Extract the lines below from the one containing "like [(267, 128)]." through the one containing "[(593, 82)]", inclusive, and reproduce them character for character.

Position annotation records
-- START --
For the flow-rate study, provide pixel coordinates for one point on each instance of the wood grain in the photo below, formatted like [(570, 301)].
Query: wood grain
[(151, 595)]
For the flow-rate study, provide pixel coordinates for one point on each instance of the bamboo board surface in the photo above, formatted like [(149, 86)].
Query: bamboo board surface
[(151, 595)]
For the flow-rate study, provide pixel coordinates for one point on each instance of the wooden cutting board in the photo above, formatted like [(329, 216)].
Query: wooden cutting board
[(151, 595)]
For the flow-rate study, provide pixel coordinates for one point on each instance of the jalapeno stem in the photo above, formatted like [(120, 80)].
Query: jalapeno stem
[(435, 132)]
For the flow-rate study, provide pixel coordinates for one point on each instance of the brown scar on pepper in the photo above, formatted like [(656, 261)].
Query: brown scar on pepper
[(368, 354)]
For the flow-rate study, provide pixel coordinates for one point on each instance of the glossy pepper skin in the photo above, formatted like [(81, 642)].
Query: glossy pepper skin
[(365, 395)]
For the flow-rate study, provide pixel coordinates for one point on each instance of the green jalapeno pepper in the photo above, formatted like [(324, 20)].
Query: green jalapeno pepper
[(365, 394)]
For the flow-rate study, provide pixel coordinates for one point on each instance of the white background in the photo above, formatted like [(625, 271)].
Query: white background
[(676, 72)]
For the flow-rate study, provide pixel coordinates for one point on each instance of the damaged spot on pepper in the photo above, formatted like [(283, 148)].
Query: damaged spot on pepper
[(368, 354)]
-- END --
-- START --
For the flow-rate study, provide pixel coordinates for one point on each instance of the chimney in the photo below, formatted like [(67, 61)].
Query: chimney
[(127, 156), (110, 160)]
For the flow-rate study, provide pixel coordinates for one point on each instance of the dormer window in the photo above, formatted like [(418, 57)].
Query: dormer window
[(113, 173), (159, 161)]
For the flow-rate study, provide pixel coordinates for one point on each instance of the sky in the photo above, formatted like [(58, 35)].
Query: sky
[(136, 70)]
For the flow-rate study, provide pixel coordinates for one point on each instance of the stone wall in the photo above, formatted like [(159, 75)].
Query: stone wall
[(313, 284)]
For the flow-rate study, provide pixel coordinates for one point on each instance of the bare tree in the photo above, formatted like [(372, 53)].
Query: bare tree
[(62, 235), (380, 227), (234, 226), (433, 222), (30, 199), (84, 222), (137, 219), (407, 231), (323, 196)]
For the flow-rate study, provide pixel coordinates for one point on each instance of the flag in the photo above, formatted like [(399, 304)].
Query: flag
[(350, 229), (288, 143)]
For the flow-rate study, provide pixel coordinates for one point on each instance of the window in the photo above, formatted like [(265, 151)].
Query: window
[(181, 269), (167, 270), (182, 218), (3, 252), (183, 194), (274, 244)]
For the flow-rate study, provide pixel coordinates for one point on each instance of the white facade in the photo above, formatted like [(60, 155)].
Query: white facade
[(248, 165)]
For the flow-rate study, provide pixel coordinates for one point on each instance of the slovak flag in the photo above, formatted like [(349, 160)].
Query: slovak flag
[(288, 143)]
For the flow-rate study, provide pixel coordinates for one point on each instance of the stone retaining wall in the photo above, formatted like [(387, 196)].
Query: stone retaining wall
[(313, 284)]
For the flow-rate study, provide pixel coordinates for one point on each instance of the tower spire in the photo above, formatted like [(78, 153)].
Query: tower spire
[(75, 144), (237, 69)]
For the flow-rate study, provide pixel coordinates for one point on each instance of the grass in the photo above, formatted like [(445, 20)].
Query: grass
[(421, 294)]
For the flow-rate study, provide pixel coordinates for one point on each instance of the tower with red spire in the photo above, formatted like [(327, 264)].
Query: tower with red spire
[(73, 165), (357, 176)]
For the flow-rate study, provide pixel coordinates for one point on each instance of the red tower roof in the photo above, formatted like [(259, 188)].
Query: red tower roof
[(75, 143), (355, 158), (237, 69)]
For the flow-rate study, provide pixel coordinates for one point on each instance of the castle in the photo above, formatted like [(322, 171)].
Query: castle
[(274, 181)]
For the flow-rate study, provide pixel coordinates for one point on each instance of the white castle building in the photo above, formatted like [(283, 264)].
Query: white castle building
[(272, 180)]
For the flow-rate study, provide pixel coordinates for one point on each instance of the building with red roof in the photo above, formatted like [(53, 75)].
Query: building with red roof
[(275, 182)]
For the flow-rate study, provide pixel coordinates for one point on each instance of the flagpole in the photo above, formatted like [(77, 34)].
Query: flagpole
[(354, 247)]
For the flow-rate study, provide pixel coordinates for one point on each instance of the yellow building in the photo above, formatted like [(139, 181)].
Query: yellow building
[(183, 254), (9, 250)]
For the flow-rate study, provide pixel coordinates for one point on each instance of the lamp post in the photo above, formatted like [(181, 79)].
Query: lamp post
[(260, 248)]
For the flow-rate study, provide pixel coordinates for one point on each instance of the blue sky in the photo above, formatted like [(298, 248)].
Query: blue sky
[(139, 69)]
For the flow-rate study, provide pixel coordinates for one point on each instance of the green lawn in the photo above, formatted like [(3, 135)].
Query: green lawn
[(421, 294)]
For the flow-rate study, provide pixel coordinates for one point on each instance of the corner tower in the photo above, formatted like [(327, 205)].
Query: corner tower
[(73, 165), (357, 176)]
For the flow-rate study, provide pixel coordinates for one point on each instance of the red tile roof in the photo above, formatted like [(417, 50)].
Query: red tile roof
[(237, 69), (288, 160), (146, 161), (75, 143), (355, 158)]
-- END --
-- START --
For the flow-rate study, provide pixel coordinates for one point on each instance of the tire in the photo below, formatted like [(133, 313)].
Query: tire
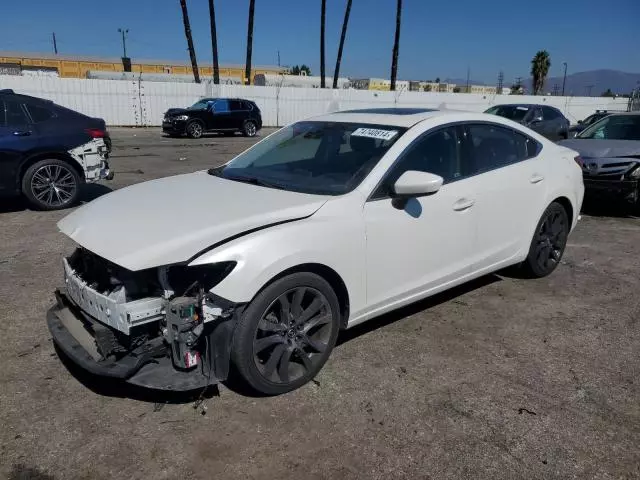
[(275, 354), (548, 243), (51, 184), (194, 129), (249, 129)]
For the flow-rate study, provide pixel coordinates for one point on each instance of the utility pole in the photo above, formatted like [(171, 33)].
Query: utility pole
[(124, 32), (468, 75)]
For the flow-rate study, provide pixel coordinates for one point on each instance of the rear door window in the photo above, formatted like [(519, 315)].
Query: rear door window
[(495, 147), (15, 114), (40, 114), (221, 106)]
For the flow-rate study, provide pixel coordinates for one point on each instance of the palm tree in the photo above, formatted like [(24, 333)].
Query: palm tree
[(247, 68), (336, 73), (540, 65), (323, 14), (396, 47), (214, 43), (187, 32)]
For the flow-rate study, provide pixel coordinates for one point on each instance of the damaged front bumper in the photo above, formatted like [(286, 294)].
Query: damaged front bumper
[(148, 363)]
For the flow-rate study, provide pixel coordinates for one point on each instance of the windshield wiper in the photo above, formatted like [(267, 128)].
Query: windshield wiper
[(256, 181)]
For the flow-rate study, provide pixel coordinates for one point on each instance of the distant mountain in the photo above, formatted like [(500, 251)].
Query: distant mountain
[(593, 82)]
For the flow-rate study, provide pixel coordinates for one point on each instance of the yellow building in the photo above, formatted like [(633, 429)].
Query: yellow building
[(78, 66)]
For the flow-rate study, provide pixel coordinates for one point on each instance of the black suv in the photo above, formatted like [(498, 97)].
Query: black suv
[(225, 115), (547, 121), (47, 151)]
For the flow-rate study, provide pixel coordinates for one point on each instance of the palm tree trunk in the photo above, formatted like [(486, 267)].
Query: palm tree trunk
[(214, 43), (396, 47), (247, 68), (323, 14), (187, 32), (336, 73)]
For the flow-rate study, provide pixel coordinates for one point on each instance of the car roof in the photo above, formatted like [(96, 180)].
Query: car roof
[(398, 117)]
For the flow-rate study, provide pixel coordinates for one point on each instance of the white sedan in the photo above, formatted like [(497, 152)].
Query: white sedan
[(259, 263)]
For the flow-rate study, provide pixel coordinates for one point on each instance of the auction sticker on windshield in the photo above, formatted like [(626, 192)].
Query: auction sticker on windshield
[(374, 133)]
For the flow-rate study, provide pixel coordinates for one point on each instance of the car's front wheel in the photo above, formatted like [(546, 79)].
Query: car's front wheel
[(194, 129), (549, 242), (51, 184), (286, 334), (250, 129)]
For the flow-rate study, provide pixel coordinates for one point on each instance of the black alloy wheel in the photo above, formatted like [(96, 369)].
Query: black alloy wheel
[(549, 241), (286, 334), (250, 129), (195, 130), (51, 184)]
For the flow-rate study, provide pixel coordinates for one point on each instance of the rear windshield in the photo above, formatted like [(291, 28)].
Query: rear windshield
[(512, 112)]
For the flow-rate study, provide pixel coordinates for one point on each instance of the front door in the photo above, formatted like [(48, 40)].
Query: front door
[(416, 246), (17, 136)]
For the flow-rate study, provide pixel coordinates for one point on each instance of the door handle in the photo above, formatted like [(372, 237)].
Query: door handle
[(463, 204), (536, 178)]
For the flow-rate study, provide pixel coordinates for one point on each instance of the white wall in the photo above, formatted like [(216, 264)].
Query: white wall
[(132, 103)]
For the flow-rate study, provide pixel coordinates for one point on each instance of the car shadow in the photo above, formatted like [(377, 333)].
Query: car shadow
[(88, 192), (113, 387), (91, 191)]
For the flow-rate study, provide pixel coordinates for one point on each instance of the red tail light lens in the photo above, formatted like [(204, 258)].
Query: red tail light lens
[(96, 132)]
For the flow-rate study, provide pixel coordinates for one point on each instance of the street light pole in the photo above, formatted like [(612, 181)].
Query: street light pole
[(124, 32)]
-- END --
* RESULT OF THIS EXERCISE
For the flow-rate study, provide pixel coordinates for one point on each instance of the windshield wiper in the photo above, formatted like [(267, 128)].
Query: windshield wiper
[(256, 181)]
For the flow-rate study, provide pixel coordinates for one point on each instance of the distant mountain in the photo above, formatted like [(500, 251)].
Query: distant mountain
[(593, 82)]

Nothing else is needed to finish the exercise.